··· Task material ···
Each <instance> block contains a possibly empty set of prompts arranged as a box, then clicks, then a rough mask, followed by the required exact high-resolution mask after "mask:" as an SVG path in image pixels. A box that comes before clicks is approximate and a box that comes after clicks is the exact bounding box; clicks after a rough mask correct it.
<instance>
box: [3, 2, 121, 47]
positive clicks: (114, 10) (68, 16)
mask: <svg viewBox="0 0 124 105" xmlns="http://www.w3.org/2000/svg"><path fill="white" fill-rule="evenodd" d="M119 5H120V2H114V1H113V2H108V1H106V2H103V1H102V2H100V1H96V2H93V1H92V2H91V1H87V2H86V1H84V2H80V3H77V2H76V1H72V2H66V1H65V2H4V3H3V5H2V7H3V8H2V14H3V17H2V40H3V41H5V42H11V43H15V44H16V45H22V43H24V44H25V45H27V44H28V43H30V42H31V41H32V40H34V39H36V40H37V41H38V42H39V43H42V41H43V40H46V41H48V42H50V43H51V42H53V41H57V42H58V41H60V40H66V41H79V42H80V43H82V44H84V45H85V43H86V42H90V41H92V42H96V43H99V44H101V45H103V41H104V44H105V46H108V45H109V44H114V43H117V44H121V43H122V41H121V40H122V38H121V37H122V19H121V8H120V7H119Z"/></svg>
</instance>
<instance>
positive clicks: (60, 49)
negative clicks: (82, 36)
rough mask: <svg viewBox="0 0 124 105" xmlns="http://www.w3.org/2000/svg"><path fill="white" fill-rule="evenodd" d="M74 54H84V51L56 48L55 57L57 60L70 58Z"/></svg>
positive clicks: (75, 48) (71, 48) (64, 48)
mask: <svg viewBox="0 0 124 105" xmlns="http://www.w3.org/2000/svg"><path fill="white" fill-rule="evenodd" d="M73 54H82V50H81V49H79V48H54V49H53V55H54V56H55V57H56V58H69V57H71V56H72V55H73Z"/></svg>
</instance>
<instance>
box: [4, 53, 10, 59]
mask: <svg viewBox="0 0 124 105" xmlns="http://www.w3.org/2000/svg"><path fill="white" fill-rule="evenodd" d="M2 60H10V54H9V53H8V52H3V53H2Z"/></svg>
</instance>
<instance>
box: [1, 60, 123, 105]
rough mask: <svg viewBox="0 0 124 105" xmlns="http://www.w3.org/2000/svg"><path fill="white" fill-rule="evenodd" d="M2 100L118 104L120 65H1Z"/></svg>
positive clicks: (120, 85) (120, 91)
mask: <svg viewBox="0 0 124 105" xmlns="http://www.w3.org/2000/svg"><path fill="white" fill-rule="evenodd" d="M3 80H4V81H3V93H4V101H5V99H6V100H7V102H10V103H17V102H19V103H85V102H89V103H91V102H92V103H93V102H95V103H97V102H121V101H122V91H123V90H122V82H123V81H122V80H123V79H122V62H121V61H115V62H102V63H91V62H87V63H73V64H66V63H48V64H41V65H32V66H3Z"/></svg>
···
▶ **Exercise instructions**:
Looking at the records above, please output exactly the lines that run from the one holding "box: [1, 60, 123, 105]" to the final line, and only those.

▶ **Exercise output**:
box: [1, 60, 123, 105]
rough mask: <svg viewBox="0 0 124 105" xmlns="http://www.w3.org/2000/svg"><path fill="white" fill-rule="evenodd" d="M2 100L118 104L120 65H1Z"/></svg>
positive clicks: (120, 85) (120, 91)
mask: <svg viewBox="0 0 124 105" xmlns="http://www.w3.org/2000/svg"><path fill="white" fill-rule="evenodd" d="M3 80H4V81H3V93H4V101H5V99H6V100H7V102H10V103H17V102H19V103H85V102H89V103H91V102H92V103H93V102H95V103H97V102H121V101H122V91H123V90H122V82H123V81H122V80H123V79H122V62H121V61H115V62H102V63H91V62H87V63H73V64H66V63H48V64H41V65H32V66H3Z"/></svg>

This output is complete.